WHAT IS REQUIRED ->
Copy out the entire review of the novel Holy Ghost below word for word, with nothing changed.

EXCERPT TO READ ->
John Sanford. Holy Ghost.
USA: G.P. Putnam’s Sons, 2018.
Sanford’s
government agent Virgil Flowers is always involved in a small-town
Minnesota adventure and this is no exception. We get to know well the
quirky townspeople of Wheatfield as he searches for a sniper
targeting crowds in front of a church. An apparition of the Virgin
Mary has drawn throngs, revitalizing local business – especially
the souvenir/convenience shop newly opened by mayor Holland and teen
genius Skinner. Virgil and Sheriff Zimmer are at a loss to discover
the angle of rifle attack or the motive for injuring two pilgrims and
killing Mrs. Osborne, a well-liked local. The possibility of an
out-of-town perp is dismissed and the cast of characters increases
exponentially as early suspects are interviewed and eliminated.
Another dead body, owner of a gun club, adds to the confusion.
Days
go by with Virgil batting zero but meeting a lot of folksy people,
including a set of backwoods Nazis and a misogynistic trucker with a
trailer full of stolen Legos; everyone seems to be skilled with guns.
Joined by Shrake and Jenkins, two of Virgil’s colleagues, the
lawmen have much discussion on rifles and ballistics. But it’s
still cui bono regarding the sniper. Complications follow when
plans to lure him out are foiled by a murderous archery expert. It’s
a romp, pure Sanford, never failing to entertain.
One-liners:
▪ If
he needed more than fifty-one shots at somebody, he deserved to die.
(12)
▪ “You’re
looking for a scam, a cheat,” Brice said. (99)
▪ “Don’t
give me a reason to beat the shit out of you now because I don’t
know if I could stop.” (215)

[Data items]
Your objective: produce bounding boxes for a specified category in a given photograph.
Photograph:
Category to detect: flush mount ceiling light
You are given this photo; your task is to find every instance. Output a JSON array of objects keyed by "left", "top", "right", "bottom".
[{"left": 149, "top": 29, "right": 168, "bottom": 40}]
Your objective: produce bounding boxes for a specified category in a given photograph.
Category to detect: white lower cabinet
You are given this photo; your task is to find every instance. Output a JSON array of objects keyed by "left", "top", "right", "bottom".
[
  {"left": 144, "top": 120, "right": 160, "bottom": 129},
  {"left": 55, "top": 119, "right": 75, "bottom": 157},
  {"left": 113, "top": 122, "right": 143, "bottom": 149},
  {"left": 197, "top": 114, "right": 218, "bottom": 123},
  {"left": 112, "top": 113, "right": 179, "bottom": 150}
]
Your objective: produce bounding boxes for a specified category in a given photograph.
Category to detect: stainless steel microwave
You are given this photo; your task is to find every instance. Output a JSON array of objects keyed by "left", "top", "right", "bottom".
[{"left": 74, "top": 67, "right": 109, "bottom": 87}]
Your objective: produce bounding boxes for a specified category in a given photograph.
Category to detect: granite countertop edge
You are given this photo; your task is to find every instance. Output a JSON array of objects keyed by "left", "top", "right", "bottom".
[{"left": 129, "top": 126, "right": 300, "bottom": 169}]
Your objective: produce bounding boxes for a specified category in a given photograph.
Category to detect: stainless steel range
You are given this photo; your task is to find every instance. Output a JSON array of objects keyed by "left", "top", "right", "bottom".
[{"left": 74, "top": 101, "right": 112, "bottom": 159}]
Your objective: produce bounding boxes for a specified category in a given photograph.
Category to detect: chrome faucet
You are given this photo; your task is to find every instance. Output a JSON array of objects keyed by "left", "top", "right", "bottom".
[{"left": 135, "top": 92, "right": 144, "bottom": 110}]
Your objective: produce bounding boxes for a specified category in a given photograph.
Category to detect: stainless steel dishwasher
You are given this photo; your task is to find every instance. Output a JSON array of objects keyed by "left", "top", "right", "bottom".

RESPONSE FOR THIS EXERCISE ->
John Sanford. Holy Ghost.
USA: G.P. Putnam’s Sons, 2018.
Sanford’s
government agent Virgil Flowers is always involved in a small-town
Minnesota adventure and this is no exception. We get to know well the
quirky townspeople of Wheatfield as he searches for a sniper
targeting crowds in front of a church. An apparition of the Virgin
Mary has drawn throngs, revitalizing local business – especially
the souvenir/convenience shop newly opened by mayor Holland and teen
genius Skinner. Virgil and Sheriff Zimmer are at a loss to discover
the angle of rifle attack or the motive for injuring two pilgrims and
killing Mrs. Osborne, a well-liked local. The possibility of an
out-of-town perp is dismissed and the cast of characters increases
exponentially as early suspects are interviewed and eliminated.
Another dead body, owner of a gun club, adds to the confusion.
Days
go by with Virgil batting zero but meeting a lot of folksy people,
including a set of backwoods Nazis and a misogynistic trucker with a
trailer full of stolen Legos; everyone seems to be skilled with guns.
Joined by Shrake and Jenkins, two of Virgil’s colleagues, the
lawmen have much discussion on rifles and ballistics. But it’s
still cui bono regarding the sniper. Complications follow when
plans to lure him out are foiled by a murderous archery expert. It’s
a romp, pure Sanford, never failing to entertain.
One-liners:
▪ If
he needed more than fifty-one shots at somebody, he deserved to die.
(12)
▪ “You’re
looking for a scam, a cheat,” Brice said. (99)
▪ “Don’t
give me a reason to beat the shit out of you now because I don’t
know if I could stop.” (215)